> [Supplied passage]
--

The following documents previously filed with the Securities and
Exchange Commission (the "Commission") by the Registrant or the Plan are
incorporated by reference in this Registration Statement:
(i) The Registrant's Annual Report on Form 10-K for the year
ended December 31, 1997 (File Number, 1-3919);
(ii) The Registrant's Quarterly Reports on Form 10-Q for the
quarters ended March 31, 1998, June 30, 1998 and September 30, 1998;
(iii) The Registrant's Current Report on Form 8-K filed on January
16, 1998; and
(iv) The Registrant's Registration Statement on Form 8-A filed on
April 29, 1968.

--

[Stored records]
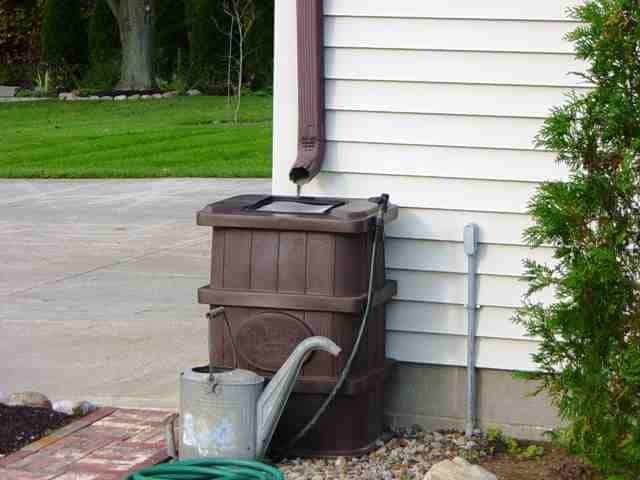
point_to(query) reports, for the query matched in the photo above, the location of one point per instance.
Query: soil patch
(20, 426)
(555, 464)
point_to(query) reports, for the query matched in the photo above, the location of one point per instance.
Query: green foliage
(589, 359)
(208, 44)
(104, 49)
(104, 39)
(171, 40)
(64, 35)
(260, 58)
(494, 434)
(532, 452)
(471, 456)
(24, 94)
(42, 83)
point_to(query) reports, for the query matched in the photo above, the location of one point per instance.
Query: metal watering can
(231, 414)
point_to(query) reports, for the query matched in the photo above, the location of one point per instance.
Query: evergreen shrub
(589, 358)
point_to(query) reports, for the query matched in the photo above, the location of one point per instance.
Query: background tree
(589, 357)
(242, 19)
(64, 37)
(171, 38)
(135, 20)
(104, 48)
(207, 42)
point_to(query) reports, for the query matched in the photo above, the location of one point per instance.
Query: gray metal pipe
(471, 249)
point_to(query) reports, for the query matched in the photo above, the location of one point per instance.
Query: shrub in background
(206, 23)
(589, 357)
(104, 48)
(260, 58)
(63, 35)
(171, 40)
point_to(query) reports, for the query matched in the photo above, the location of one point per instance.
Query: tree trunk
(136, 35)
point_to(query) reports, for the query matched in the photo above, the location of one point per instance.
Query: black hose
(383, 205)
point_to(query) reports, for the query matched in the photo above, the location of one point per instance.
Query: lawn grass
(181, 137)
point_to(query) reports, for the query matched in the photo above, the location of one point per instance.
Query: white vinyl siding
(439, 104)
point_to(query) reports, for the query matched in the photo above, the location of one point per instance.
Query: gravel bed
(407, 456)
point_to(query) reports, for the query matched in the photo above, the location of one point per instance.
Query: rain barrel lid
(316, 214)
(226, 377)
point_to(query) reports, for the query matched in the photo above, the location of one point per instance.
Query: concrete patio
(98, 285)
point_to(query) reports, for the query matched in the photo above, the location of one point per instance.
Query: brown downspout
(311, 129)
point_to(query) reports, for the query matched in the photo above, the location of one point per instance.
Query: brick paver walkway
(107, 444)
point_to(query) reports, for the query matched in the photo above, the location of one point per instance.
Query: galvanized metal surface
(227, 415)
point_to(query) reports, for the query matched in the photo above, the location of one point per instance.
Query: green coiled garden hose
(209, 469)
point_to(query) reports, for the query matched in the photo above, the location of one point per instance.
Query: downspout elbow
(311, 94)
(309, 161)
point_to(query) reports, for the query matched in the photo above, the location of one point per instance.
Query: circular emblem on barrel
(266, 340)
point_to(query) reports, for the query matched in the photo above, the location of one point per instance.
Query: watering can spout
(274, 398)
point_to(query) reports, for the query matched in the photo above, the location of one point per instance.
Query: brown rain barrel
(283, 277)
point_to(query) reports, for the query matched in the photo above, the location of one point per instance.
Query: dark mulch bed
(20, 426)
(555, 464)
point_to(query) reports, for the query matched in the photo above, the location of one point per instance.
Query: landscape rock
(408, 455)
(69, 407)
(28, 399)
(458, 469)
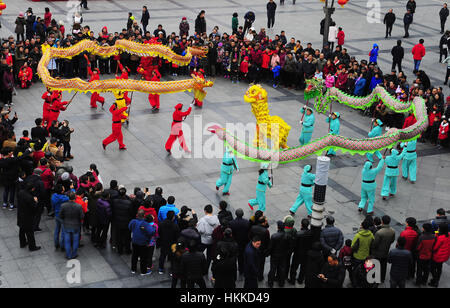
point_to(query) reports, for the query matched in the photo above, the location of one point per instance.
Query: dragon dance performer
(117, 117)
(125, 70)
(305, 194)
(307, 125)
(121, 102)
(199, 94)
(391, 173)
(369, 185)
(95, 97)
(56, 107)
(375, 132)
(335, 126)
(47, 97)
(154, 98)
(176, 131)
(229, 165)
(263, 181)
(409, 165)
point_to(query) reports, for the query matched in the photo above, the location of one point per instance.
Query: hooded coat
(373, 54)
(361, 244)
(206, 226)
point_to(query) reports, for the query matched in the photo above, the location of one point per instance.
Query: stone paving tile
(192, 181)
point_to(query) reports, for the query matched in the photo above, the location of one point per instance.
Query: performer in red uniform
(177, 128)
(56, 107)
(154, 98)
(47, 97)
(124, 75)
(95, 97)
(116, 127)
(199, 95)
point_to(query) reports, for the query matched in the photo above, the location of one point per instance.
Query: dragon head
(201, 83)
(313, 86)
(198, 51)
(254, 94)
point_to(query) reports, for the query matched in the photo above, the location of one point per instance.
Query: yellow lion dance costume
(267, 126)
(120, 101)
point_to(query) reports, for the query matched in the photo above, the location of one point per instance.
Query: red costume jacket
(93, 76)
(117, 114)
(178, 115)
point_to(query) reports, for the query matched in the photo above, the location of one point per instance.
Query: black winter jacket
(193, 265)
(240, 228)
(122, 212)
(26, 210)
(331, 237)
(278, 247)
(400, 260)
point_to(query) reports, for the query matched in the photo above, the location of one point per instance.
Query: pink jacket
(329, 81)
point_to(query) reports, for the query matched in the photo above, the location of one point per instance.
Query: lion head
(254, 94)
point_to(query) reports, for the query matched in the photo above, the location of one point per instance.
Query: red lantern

--

> [Actions to take]
A. Count the lines in the entries that contain the string "lion", matching case exactly, and reply with only the number.
B. Continue the passage listing the filings incorporated by reference into the registration statement, starting right after its final line.

> [Outputs in order]
A. 2

B.
All documents subsequently filed by the Registrant or the Plan
pursuant to Sections 13(a), 13(c), 14 and 15(d) of the Securities Exchange Act
of 1934, as amended (the "Exchange Act"), prior to the filing of a
post-effective amendment to this Registration Statement which indicates that
all the shares of Common Stock offered hereby have been sold or which
deregisters all of such shares then remaining unsold, shall be deemed to be
incorporated by reference in this Registration Statement and to be a part
hereof from the date of filing of such documents. Any statement contained in a
document incorporated or deemed to be incorporated by reference herein shall be
deemed to be modified or superseded for purposes of this Registration Statement
to the extent that a statement contained herein modifies or supersedes such
statement. Any such statement so modified or superseded shall not be deemed,
except as so modified or superseded, to constitute a part of this Registration
Statement.
ITEM 4. DESCRIPTION OF SECURITIES.
Not applicable.
ITEM 5. INTERESTS OF NAMED EXPERTS AND COUNSEL.
Not applicable.
ITEM 6. INDEMNIFICATION OF OFFICERS AND DIRECTORS.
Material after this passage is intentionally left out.